(WHAT TO PRODUCE) Copy out the data below line for line, changing nothing.

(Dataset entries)

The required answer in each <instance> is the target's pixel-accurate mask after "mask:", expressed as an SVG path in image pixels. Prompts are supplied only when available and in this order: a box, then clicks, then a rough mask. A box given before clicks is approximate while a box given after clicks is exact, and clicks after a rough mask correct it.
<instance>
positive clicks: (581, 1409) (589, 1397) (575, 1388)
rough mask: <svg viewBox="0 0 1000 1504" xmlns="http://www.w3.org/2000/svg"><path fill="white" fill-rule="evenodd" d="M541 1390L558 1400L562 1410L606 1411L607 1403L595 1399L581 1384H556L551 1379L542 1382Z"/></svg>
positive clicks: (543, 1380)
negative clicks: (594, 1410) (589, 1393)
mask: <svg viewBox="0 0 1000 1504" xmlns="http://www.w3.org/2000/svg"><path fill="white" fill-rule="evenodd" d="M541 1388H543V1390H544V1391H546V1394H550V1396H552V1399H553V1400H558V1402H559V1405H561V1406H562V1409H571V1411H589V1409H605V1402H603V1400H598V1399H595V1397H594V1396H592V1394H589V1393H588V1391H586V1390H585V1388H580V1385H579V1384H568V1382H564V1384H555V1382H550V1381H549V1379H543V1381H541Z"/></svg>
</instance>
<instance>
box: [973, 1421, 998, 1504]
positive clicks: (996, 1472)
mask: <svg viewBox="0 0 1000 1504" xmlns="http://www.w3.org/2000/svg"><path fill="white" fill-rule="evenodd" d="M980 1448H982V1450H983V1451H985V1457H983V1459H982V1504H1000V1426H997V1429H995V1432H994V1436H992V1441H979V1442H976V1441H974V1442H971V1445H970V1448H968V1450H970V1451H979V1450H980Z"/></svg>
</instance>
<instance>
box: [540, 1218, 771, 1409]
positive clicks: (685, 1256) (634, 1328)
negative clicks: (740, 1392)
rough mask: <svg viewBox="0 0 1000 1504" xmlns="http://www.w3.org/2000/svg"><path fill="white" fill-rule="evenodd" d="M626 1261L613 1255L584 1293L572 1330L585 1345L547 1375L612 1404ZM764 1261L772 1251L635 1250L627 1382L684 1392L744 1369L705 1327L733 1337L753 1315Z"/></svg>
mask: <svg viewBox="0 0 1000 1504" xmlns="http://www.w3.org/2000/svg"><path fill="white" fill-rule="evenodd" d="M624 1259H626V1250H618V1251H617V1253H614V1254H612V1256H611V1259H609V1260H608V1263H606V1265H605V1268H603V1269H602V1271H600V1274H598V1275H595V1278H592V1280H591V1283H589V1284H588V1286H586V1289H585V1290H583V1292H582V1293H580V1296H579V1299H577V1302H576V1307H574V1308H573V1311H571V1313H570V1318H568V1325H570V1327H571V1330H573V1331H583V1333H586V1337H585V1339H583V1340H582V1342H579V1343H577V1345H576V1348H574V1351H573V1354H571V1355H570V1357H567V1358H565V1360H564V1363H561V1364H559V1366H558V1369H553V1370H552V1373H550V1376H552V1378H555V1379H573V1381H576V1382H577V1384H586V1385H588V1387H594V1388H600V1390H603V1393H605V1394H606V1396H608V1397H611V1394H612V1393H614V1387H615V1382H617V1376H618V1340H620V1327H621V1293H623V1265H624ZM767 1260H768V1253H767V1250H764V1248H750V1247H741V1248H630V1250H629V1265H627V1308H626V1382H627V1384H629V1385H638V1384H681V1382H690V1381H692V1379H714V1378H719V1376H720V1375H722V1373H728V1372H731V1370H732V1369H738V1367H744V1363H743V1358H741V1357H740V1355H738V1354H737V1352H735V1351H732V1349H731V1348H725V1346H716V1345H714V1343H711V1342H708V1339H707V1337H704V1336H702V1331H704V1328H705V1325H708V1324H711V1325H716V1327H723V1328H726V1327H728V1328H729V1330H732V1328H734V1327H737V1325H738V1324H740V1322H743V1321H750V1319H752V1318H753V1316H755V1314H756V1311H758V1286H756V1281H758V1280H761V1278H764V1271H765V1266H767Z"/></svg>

(ANSWER SPACE)
The required answer in each <instance> is the target's pixel-accurate mask after "mask:", expressed as an SVG path in image pixels. Prompts are supplied only when available and in this order: a box, then clicks, then a rough mask. A box given before clicks is approximate while a box given after clicks is exact, and clicks after a rough mask correct it.
<instance>
positive clicks: (581, 1409) (589, 1397) (575, 1388)
rough mask: <svg viewBox="0 0 1000 1504" xmlns="http://www.w3.org/2000/svg"><path fill="white" fill-rule="evenodd" d="M541 1390L558 1400L562 1410L606 1411L607 1403L595 1399L581 1384H556L551 1379L542 1382Z"/></svg>
positive clicks: (543, 1380)
negative clicks: (594, 1410) (589, 1393)
mask: <svg viewBox="0 0 1000 1504" xmlns="http://www.w3.org/2000/svg"><path fill="white" fill-rule="evenodd" d="M541 1388H543V1390H544V1391H546V1394H550V1396H552V1399H553V1400H558V1402H559V1405H561V1406H562V1409H571V1411H589V1409H605V1402H603V1400H598V1399H595V1397H594V1396H592V1394H589V1393H588V1391H586V1390H585V1388H580V1385H579V1384H568V1382H564V1384H555V1382H550V1381H549V1379H543V1381H541Z"/></svg>
</instance>
<instance>
box: [973, 1421, 998, 1504]
positive clicks: (996, 1472)
mask: <svg viewBox="0 0 1000 1504" xmlns="http://www.w3.org/2000/svg"><path fill="white" fill-rule="evenodd" d="M980 1448H982V1450H983V1451H985V1457H983V1459H982V1504H1000V1426H997V1429H995V1432H994V1436H992V1441H979V1442H976V1441H974V1442H971V1445H970V1448H968V1450H970V1451H979V1450H980Z"/></svg>
</instance>
<instance>
box: [540, 1218, 771, 1409]
positive clicks: (685, 1256) (634, 1328)
negative clicks: (740, 1392)
rough mask: <svg viewBox="0 0 1000 1504" xmlns="http://www.w3.org/2000/svg"><path fill="white" fill-rule="evenodd" d="M626 1261L613 1255L584 1293L572 1330L585 1345L547 1375L612 1404ZM764 1261L772 1251L635 1250L627 1382L684 1392L744 1369L705 1327L733 1337L753 1315Z"/></svg>
mask: <svg viewBox="0 0 1000 1504" xmlns="http://www.w3.org/2000/svg"><path fill="white" fill-rule="evenodd" d="M624 1259H626V1250H618V1251H617V1253H614V1254H612V1256H611V1259H609V1260H608V1263H606V1265H605V1268H603V1269H602V1271H600V1274H598V1275H595V1278H592V1280H591V1283H589V1284H588V1286H586V1289H585V1290H583V1292H582V1293H580V1296H579V1299H577V1302H576V1307H574V1308H573V1311H571V1313H570V1318H568V1325H570V1327H571V1330H573V1331H583V1333H586V1337H585V1339H583V1340H582V1342H579V1343H577V1345H576V1348H574V1351H573V1354H571V1355H570V1357H567V1358H565V1360H564V1363H561V1364H559V1366H558V1369H553V1370H552V1373H550V1376H552V1378H555V1379H573V1381H576V1382H577V1384H586V1385H588V1387H594V1388H600V1390H603V1393H605V1394H606V1396H608V1397H611V1394H612V1393H614V1387H615V1382H617V1376H618V1340H620V1327H621V1293H623V1265H624ZM767 1260H768V1253H767V1250H764V1248H750V1247H741V1248H630V1250H629V1265H627V1308H626V1382H627V1384H629V1385H638V1384H681V1382H690V1381H692V1379H714V1378H719V1376H720V1375H722V1373H728V1372H731V1370H732V1369H738V1367H744V1363H743V1358H741V1357H740V1355H738V1354H737V1352H735V1351H732V1349H731V1348H725V1346H716V1345H714V1343H711V1342H708V1339H707V1337H704V1336H702V1331H704V1328H705V1325H708V1324H711V1325H716V1327H723V1328H726V1327H728V1328H729V1330H732V1328H734V1327H737V1325H738V1324H740V1322H743V1321H750V1319H752V1318H753V1316H755V1314H756V1311H758V1286H756V1281H758V1280H761V1278H764V1271H765V1266H767Z"/></svg>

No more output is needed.